### Document:
————
I feel privileged that for the second year in a row, my friend Andrew (Encore Entertainment) has asked me to come out of my chemically induced hibernation and take part in this:
Motifs in Cinema is a discourse across film blogs, assessing the way in which various thematic elements have been used in the 2012 cinematic landscape. How does a common theme vary in use from a comedy to a drama? Are filmmakers working from a similar canvas when they assess the issue of death or the dynamics of revenge? Like most things, a film begins with an idea – Motifs in Cinema assesses how the use of a common theme across various films changes when utilized by different artists.
I suppose the point of this exercise is to objectively write about both luck and fate as equally represented in this year’s cinema. I’ll start with three movies that I thought profess the powers of fate over luck. It seems that heroes can’t escape their fates, the latter manifesting in their respective villains, buy you can also argue that these protagonists are unlucky to have such grugdge-fueled antagonists. Les Miserables is an epic spanning many decades, kings, republics, revolutions and tragic female deaths. But there’s a notoriously succinct spoiler on the doorstop – adapted by Tom Hooper – where, spoilers, it’s all about Javert chasing Jean Valjean into a river. It matters less to me whether a hero wins over his villain and more that fate – and the rules of drama – forces them meet. It doesn’t matter, in Christopher Nolan’s The Dark Knight Rises, that Bruce Wayne mopes for almost a decade – he has to face Ra’s al Ghul’s dysfunctional family, including the latter’s daughter Talia and her lover, Bane. Elizabeth Shaw, with her quest to know life’s origins, is bound to meet the titular Prometheus, as she herself contributes to creating different monstrous life forms. In Sam Mendes’ Skyfall, James Bond helps M hide in Scotland but she will eventually face her persistent prodigal son, Raoul Silva, into a Pyrrhic victory.
There are some situations where the protagonists don’t have other characters as villains but instead their fighting concepts, societal oppression, injustice. Fate has its hand in helping these protagonists in David Mitchell’s Cloud Atlas. Yes, free will factors into the decisions of the characters within the book’s cinematic adaptation by Tom Tykwer and the Wachowskis but only as a part of a chain reaction from another character’s actions. And to show the effect of this chain reaction we get to see at least four centuries when six different protagonists live, each of them living their own revolution as inspired by each other.
But I’ve been itching to write about luck and fate around the release of Moonrise Kingdom. On the surface level, I can talk about what forces has let Sam and Suzy’s puppy love survive both a storm and a group of meddling adults. Three factors are enough to derail a master plan that will either keep the young couple together or tear them apart. But I want, instead, to recall a discussion I have about this movie with a critic, who pointed out Sam’s age. If we do some basic math,
Sam will be of draft age when Vietnam’s at its worst.
Wes Anderson’s been known to show the heartbreaking interior within movies that otherwise would have been maligned for its twee surfaces and Moonrise is no exception. Even the smallest and harmless looking institutions – like the Boy Scouts and Social Services – in an otherwise insular island like the fictional New Penzance are militaristic and preparing its young recruits for the slaughter. This perspective on Moonrise Kingdom is new to me and it opens up a way of looking at movies. These movies only serve as snippets of their lives, segments that would be weaved into a larger, even national story. It reminds me of what someone tweeted about The Master, Paul Thomas Anderson showing these characters slowly paving – or slow boating – the way toward the Sexual Revolution. Both movies show America is different stages of adolescence, a decade or less before its many destinies.
————
### Recorded data:
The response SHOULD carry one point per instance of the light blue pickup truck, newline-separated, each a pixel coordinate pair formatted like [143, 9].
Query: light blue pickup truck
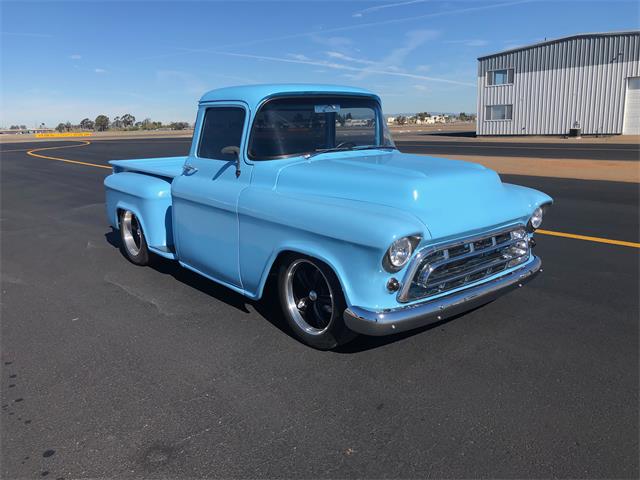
————
### Given instruction 1:
From the essay on luck and fate in film, return the passage starting with "But I’ve been" and going on through "at its worst.".
### Given instruction 2:
According to the essay on luck and fate in film, who made the cinematic adaptation of Cloud Atlas?

### Full solution 1:
But I’ve been itching to write about luck and fate around the release of Moonrise Kingdom. On the surface level, I can talk about what forces has let Sam and Suzy’s puppy love survive both a storm and a group of meddling adults. Three factors are enough to derail a master plan that will either keep the young couple together or tear them apart. But I want, instead, to recall a discussion I have about this movie with a critic, who pointed out Sam’s age. If we do some basic math,
Sam will be of draft age when Vietnam’s at its worst.

### Full solution 2:
Tom Tykwer and the Wachowskis.